EXERCISE DIRECTIONS
Pull out every line in the rows below that contains the word "white", matching case exactly, and list those lines.
+++ ROWS +++
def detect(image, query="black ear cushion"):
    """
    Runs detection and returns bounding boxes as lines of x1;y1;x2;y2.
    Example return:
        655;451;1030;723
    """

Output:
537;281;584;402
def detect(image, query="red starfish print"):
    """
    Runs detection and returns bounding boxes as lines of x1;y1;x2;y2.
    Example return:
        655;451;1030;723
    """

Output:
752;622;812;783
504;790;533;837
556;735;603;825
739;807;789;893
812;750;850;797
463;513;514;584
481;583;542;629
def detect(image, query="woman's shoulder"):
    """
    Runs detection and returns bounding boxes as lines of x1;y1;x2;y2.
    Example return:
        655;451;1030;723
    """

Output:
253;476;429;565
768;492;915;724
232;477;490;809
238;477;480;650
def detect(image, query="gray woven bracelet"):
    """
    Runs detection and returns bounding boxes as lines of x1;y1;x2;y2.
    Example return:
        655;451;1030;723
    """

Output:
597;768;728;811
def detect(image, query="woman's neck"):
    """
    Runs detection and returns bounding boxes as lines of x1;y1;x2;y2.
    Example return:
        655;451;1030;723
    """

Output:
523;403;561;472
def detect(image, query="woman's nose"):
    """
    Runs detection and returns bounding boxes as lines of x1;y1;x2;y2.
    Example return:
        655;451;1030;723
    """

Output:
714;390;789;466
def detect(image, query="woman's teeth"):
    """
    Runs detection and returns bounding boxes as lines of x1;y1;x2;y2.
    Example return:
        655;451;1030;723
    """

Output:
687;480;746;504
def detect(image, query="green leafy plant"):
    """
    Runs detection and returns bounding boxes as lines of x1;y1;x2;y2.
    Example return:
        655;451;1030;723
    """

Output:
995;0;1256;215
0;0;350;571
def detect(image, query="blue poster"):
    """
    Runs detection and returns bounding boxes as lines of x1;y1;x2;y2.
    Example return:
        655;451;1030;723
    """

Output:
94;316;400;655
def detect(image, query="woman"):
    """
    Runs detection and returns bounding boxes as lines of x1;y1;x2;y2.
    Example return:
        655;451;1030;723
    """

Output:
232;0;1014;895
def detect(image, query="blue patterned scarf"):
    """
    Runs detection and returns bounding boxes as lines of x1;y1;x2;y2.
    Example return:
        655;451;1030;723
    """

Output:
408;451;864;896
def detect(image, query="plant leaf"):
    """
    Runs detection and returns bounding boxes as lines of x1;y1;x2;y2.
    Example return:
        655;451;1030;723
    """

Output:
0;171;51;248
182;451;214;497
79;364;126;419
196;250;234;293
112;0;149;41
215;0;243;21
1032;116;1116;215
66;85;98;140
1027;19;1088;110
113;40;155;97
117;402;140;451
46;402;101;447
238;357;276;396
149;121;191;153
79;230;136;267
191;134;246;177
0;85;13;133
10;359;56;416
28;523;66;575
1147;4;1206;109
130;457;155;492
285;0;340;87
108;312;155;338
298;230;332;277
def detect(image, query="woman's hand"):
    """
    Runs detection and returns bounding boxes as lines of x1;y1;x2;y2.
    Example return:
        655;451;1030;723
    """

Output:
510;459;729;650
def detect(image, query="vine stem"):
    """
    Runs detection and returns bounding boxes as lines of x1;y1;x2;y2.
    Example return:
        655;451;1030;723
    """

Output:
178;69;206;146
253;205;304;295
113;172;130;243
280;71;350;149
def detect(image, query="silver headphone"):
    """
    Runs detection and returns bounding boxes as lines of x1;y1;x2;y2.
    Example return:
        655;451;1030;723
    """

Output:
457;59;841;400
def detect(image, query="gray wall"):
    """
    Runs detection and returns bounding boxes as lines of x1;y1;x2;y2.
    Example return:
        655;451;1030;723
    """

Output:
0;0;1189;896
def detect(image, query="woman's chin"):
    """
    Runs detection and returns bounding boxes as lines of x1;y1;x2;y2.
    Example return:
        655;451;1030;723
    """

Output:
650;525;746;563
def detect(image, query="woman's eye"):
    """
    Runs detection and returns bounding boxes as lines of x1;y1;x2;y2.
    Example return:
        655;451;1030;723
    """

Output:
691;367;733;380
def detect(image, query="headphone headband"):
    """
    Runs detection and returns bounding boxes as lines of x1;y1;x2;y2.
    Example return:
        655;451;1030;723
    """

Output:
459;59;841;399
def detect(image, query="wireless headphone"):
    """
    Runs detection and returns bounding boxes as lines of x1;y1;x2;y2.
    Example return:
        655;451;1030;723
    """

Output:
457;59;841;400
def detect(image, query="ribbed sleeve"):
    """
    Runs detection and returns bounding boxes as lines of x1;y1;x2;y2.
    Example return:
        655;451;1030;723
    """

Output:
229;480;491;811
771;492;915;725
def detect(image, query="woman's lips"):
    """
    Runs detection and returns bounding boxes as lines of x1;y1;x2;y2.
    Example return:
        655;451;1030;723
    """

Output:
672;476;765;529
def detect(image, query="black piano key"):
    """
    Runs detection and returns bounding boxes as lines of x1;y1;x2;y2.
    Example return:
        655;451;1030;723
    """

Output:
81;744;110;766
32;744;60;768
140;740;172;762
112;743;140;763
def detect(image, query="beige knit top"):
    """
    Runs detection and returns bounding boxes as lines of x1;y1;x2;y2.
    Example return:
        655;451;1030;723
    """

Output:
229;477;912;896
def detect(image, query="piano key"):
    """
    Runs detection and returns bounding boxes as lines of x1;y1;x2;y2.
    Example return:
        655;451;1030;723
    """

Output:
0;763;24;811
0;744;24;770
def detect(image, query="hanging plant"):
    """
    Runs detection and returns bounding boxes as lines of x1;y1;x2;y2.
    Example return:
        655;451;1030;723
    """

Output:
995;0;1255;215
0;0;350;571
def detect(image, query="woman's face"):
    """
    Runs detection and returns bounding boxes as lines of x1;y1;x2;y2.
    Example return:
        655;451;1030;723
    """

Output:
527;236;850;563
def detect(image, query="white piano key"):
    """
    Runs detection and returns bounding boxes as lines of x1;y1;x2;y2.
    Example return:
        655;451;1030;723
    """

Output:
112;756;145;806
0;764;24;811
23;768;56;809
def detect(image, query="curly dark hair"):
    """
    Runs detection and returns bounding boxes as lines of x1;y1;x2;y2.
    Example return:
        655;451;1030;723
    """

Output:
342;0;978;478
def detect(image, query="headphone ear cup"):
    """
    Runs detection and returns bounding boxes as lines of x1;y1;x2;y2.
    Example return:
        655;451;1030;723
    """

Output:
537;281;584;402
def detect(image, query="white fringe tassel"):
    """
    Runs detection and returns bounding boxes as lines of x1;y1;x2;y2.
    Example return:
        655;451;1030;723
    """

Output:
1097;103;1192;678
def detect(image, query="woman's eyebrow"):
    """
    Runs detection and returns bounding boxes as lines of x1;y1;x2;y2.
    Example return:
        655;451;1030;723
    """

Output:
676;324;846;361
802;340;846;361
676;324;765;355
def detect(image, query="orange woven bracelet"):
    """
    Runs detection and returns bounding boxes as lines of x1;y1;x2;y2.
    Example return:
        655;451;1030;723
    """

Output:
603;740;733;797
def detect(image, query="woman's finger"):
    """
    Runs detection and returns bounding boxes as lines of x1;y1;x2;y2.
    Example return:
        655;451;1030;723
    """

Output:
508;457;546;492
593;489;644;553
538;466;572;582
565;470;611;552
+++
FULL ANSWER
def detect(image, query="white piano key"):
def detect(image, query="white fringe tassel"):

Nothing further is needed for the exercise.